The End of Sympathy
Feelings, Insensibility, and the British Idea of Progress, c. 1780 to 1840
Kerstin Maria Pahl
A reader opening a British newspaper or a book around 1840 would encounter many scenarios where feelings were, allegedly, missing. Socially engaged writers, journalists, and philanthropists decried the unfeeling abandonment of the poor as not befitting a civilized nation. Social reformers were appalled by the callousness of factory owners, slave traders, and the workers’ mental dullness. Drug users immersed themselves in mind-numbing intoxication. In countless memoirs, soldiers described their gradual hardening due to the horrors of battles, captured by the emerging war photography. British missionaries spoke of "Chinese apathy" when they found the inhabitants of China unresponsive to Western spiritual teachings, while English Christians were said to be "habitual neglecters of the public ordonances of religion". Literature from novels to broadsides delighted in unfeeling characters and, increasingly, detached modes of writing. Social realist paintings provided awareness-raising, but also picturesque ideas of poverty.
Few things make the meaning and importance of feelings so apparent as their absence. This project enquires into the history of insensibility, its rhetorical evocations, visual framings, and practical purpose in Britain between roughly the 1780s and the 1870s, examining questions such as: what did feeling nothing mean in political, economical, social, and literary contexts? And what do we learn about history by exploring a lack of emotions?

Study questions
[A] Translate this sentence from the project description on British insensibility into Spanish: "Few things make the meaning and importance of feelings so apparent as their absence."
[B] Duplicate the project description on British insensibility from "Few things make" up to and including "lack of emotions?".

Provided data
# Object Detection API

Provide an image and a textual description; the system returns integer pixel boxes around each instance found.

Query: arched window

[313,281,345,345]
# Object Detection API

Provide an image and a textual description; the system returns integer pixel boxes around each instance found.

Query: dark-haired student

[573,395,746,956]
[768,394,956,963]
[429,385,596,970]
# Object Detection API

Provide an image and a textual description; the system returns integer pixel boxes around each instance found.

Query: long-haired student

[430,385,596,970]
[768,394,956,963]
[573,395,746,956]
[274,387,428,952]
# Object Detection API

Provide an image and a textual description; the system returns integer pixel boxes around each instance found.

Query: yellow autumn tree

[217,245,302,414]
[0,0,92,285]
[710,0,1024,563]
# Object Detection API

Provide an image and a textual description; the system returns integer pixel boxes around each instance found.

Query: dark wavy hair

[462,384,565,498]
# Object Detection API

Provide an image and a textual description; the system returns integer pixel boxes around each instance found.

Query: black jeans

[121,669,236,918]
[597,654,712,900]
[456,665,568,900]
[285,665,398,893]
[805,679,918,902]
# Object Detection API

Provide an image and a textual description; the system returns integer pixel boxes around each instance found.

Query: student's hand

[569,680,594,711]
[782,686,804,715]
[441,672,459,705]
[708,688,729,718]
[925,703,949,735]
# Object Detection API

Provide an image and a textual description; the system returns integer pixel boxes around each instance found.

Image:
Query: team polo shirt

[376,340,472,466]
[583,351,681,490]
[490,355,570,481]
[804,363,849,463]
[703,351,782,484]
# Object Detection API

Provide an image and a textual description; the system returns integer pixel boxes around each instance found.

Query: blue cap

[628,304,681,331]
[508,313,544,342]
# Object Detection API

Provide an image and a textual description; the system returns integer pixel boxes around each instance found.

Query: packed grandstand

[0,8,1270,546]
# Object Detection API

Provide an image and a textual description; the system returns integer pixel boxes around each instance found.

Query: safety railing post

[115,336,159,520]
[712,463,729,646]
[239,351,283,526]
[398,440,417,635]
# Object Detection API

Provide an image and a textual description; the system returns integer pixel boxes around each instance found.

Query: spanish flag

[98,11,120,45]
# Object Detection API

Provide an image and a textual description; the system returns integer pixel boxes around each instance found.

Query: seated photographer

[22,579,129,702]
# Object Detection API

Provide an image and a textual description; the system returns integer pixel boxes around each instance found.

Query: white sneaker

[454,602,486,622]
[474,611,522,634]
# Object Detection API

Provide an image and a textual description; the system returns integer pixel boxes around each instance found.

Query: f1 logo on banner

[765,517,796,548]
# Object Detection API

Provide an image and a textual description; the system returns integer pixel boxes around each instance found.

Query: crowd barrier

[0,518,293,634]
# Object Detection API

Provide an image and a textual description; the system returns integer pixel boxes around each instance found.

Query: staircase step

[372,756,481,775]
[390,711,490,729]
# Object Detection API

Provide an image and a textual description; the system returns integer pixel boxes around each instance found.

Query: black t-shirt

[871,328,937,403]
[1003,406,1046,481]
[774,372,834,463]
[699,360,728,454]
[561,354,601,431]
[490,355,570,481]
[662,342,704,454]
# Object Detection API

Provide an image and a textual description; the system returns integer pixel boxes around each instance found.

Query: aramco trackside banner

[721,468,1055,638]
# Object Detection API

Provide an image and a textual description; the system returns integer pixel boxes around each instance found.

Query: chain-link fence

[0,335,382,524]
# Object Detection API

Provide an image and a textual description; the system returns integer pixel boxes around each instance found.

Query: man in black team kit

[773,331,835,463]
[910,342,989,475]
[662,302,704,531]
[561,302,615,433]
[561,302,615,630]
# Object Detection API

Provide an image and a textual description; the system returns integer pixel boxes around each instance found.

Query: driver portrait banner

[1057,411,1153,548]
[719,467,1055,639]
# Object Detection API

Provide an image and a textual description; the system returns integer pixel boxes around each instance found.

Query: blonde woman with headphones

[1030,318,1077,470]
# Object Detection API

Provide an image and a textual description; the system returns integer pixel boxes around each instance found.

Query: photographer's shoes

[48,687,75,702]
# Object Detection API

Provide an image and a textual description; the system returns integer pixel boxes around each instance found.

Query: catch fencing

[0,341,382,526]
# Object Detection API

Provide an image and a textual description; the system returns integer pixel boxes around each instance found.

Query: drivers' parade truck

Responses in order
[A] Pocas cosas hacen tan evidentes el significado y la importancia de los sentimientos como su ausencia.

[B]
Few things make the meaning and importance of feelings so apparent as their absence. This project enquires into the history of insensibility, its rhetorical evocations, visual framings, and practical purpose in Britain between roughly the 1780s and the 1870s, examining questions such as: what did feeling nothing mean in political, economical, social, and literary contexts? And what do we learn about history by exploring a lack of emotions?